- Directive: Exactly reproduce the lines from the line containing "Each instance receives one keypoint. Mark the tall" to the end of the data below, inclusive, and nothing else.

- Listing:
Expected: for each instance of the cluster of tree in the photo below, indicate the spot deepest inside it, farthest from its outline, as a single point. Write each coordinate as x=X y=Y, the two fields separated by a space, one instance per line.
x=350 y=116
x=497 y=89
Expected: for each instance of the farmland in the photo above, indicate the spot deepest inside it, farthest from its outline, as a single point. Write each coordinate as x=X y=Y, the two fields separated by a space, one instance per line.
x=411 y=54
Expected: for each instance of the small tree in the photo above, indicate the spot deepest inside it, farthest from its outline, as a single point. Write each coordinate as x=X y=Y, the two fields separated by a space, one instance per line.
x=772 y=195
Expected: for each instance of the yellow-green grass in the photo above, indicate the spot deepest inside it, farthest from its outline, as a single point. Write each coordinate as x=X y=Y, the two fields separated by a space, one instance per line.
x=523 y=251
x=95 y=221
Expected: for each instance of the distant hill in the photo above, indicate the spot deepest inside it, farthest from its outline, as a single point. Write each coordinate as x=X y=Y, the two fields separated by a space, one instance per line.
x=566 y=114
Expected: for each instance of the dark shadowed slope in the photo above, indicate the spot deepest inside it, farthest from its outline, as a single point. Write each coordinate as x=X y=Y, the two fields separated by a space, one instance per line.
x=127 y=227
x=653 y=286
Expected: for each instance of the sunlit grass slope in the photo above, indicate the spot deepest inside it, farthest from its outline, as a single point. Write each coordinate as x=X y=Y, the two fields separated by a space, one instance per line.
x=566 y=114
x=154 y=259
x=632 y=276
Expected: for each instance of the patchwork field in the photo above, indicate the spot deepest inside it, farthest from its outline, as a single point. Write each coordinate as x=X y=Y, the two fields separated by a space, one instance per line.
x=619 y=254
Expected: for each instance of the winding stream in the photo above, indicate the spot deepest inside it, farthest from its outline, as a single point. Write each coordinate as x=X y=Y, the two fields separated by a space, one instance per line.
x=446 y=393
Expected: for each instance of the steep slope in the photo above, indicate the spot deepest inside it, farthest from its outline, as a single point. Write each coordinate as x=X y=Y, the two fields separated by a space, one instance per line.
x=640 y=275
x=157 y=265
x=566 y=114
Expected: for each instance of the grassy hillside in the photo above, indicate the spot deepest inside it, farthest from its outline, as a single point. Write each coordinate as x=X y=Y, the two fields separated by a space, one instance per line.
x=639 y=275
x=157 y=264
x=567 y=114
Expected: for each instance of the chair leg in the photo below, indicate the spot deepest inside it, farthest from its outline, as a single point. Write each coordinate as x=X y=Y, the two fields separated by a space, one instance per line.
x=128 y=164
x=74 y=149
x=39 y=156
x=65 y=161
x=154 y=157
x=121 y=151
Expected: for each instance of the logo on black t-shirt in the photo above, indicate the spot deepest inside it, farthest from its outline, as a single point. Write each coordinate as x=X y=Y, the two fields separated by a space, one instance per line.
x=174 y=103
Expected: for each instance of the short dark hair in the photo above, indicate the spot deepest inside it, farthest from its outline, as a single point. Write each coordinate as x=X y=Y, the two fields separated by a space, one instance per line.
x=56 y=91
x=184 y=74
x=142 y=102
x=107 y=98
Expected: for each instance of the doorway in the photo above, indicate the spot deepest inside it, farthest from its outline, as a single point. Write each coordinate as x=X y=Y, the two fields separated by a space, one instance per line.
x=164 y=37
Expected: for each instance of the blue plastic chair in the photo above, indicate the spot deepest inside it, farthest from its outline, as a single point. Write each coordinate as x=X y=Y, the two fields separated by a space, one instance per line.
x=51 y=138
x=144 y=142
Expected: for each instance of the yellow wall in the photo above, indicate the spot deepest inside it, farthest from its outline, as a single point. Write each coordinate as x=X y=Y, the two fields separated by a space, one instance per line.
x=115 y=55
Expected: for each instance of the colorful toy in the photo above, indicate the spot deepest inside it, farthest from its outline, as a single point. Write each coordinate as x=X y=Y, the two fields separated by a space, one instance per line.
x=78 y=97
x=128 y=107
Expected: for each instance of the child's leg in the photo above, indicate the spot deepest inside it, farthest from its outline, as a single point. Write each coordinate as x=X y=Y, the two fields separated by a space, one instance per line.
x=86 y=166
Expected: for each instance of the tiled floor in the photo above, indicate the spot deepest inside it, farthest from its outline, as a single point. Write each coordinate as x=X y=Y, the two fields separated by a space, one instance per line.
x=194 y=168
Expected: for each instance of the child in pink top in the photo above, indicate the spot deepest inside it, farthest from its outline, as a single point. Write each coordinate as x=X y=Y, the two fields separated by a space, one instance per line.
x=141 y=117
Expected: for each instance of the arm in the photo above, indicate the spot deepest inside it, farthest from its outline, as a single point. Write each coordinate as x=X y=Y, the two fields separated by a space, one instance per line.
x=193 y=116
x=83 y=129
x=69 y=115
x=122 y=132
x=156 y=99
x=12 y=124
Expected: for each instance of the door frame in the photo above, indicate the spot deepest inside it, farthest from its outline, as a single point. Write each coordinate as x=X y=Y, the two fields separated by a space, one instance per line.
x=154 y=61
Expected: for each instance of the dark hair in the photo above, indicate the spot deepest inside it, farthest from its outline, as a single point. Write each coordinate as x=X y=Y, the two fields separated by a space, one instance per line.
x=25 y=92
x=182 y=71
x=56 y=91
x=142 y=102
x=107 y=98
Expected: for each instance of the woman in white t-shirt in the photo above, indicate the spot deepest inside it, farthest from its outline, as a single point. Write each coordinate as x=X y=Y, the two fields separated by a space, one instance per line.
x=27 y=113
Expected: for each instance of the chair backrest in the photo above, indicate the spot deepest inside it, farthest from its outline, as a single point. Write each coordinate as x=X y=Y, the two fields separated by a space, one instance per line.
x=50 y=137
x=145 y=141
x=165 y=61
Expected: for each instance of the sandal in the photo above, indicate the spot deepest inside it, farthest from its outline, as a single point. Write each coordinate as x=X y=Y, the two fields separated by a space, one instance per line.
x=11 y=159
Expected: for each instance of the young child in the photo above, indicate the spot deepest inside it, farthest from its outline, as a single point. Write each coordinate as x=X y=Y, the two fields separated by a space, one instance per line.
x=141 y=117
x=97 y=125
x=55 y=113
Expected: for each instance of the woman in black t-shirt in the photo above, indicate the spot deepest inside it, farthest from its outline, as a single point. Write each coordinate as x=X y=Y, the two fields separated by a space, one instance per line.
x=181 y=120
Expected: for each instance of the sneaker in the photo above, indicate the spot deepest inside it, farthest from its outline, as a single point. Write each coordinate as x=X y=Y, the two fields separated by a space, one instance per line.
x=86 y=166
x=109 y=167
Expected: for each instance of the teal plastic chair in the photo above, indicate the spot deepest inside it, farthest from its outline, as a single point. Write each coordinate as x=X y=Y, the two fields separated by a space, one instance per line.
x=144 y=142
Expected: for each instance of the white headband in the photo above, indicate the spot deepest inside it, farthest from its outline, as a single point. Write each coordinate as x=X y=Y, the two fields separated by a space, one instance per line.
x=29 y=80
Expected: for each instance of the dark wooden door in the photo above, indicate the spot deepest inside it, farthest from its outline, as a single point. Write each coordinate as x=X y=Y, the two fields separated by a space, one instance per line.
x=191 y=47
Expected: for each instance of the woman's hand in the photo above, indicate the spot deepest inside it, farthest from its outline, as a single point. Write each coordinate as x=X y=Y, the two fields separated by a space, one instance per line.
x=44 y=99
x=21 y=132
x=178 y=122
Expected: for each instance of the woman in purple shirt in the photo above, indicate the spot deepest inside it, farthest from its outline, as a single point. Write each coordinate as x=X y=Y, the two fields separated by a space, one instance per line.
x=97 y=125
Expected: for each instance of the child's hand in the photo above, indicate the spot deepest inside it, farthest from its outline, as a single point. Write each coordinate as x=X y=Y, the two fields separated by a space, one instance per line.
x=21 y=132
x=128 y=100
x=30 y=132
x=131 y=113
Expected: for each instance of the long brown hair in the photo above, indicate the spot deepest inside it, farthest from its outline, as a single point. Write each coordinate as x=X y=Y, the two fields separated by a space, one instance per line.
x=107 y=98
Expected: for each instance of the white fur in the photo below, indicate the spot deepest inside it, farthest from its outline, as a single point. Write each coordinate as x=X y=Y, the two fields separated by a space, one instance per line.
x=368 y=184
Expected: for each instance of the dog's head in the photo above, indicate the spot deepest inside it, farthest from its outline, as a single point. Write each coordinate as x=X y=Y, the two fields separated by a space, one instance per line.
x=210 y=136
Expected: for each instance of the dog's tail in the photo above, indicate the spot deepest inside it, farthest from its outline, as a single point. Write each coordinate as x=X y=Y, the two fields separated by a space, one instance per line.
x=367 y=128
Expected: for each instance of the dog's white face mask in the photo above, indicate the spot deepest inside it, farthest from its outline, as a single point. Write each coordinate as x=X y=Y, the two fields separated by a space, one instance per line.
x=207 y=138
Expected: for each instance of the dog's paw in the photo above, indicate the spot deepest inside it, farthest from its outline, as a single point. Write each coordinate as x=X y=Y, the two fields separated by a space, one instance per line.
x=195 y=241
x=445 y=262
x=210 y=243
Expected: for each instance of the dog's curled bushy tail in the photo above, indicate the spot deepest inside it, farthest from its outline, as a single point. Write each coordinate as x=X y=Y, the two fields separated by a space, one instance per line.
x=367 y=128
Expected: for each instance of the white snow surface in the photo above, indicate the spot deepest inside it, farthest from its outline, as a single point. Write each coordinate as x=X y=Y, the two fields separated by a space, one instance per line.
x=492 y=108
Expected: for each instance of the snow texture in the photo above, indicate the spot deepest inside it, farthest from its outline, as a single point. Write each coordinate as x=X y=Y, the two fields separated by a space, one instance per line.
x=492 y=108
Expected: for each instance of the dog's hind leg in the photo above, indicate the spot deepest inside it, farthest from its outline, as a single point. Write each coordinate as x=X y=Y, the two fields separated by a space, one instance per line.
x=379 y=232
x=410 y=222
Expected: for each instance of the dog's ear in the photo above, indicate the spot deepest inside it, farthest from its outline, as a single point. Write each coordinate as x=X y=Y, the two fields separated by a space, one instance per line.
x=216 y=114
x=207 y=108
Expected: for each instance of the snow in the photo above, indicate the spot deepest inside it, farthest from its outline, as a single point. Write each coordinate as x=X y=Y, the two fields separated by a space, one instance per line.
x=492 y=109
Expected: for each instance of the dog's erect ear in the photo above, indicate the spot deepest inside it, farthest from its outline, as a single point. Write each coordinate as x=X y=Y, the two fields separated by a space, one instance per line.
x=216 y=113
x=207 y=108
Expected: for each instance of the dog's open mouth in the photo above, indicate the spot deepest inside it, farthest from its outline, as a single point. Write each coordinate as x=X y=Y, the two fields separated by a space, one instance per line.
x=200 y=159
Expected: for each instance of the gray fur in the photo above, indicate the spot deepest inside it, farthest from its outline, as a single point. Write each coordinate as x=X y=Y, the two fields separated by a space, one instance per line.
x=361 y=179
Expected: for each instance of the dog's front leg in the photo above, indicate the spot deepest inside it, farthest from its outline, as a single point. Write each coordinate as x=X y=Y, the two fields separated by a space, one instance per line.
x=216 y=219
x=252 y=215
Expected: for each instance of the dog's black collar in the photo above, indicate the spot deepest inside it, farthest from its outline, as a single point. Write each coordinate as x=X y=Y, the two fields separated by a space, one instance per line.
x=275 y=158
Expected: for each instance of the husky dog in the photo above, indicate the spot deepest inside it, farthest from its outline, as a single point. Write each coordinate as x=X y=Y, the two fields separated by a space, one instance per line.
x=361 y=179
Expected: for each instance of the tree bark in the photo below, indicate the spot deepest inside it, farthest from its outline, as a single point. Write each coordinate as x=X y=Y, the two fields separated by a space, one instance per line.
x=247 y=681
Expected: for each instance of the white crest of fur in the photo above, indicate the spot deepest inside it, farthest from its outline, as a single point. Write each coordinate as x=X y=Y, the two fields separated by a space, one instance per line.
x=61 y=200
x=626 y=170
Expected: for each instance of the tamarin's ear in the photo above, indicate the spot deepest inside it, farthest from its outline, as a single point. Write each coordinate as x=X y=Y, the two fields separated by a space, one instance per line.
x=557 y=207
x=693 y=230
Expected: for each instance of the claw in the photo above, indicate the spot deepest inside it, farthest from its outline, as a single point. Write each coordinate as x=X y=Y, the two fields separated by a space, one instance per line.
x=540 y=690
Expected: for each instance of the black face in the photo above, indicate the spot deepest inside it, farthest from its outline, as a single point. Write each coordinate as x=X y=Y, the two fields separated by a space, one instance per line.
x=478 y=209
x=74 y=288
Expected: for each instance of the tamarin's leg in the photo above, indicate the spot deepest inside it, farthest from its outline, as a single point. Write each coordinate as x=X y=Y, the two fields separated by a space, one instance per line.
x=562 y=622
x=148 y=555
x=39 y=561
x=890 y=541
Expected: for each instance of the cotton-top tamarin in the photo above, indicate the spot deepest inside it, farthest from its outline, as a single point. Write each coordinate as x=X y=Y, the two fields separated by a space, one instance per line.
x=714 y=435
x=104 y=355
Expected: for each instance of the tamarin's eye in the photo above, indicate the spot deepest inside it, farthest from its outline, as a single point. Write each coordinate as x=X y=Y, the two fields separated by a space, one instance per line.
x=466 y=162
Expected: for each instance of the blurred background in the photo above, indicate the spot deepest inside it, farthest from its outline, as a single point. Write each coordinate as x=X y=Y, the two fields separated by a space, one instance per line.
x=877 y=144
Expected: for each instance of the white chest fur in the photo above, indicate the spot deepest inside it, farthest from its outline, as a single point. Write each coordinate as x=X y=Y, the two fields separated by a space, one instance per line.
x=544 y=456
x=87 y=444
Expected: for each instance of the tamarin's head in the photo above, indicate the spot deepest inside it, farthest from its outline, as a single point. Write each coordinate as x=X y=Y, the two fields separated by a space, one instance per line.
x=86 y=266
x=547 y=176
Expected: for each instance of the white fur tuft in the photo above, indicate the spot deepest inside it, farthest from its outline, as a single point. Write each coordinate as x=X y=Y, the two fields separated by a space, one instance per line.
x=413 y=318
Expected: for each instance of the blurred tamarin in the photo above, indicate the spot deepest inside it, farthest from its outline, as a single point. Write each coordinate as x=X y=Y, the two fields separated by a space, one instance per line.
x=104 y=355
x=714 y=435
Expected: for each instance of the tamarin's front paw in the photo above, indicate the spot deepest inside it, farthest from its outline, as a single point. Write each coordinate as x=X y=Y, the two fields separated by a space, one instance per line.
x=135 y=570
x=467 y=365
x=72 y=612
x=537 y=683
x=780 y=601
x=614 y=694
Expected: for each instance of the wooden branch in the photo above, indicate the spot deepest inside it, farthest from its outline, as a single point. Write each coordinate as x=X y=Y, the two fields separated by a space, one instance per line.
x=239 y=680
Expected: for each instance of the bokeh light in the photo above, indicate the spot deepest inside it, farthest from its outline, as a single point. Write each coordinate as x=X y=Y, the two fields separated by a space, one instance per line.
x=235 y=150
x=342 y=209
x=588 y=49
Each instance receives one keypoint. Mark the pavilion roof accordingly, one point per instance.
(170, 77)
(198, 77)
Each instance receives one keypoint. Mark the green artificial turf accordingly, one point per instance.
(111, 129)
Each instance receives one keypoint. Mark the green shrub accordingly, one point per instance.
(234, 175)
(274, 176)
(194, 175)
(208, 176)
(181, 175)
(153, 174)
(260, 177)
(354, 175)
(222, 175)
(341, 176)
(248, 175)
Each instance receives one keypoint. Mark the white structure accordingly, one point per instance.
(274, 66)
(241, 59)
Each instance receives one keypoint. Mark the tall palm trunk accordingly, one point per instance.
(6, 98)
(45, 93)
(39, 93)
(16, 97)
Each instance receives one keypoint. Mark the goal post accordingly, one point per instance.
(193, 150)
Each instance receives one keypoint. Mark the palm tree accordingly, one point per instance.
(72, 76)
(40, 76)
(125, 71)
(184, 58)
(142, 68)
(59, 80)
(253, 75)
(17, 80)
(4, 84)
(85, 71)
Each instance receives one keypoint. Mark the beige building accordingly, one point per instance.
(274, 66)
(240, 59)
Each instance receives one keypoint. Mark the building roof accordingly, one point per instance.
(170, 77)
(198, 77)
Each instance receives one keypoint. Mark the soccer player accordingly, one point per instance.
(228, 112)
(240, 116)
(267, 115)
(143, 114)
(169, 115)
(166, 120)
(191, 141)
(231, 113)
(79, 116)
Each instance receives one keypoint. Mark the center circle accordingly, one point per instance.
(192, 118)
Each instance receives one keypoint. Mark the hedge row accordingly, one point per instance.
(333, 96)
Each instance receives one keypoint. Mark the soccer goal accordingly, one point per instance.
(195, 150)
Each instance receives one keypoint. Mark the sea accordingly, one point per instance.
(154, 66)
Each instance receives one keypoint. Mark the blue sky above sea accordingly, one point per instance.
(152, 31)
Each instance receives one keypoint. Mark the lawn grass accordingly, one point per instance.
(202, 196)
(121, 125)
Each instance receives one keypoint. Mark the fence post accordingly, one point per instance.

- The answer:
Each instance receives one keypoint. Mark the tall palm trunk accordingly, one point per instance.
(6, 98)
(45, 93)
(39, 93)
(16, 97)
Each instance receives one keypoint. Mark the goal post accordingly, one point per instance.
(193, 150)
Each instance receives one keypoint. Mark the palm tree accordingly, one point per instance.
(72, 76)
(40, 76)
(125, 71)
(184, 58)
(142, 68)
(59, 80)
(253, 75)
(17, 80)
(4, 84)
(85, 71)
Each instance receives one keypoint. Mark the beige building accordingly, one point per instance.
(274, 66)
(240, 59)
Each instance receives one keypoint. Mark the building roof accordingly, one point per instance.
(170, 77)
(198, 77)
Each instance receives one keypoint. Mark the soccer player accordingly, one point per instance.
(228, 112)
(240, 116)
(267, 115)
(143, 114)
(169, 115)
(166, 120)
(191, 141)
(231, 113)
(79, 116)
Each instance receives one keypoint. Mark the center circle accordingly, one point per instance.
(192, 118)
Each instance receives one keypoint. Mark the hedge row accordingly, one point per instance.
(333, 96)
Each instance receives one keypoint. Mark the soccer goal accordingly, one point per instance.
(195, 150)
Each instance receives one keypoint. Mark the sea accordingly, one point per instance.
(154, 66)
Each instance receives one keypoint. Mark the blue sky above sea accordingly, one point per instance.
(152, 31)
Each instance receives one keypoint. Mark the lawn grass accordingly, one point per instance.
(202, 196)
(121, 125)
Each instance receives one keypoint. Mark the fence post accordingly, one point per instance.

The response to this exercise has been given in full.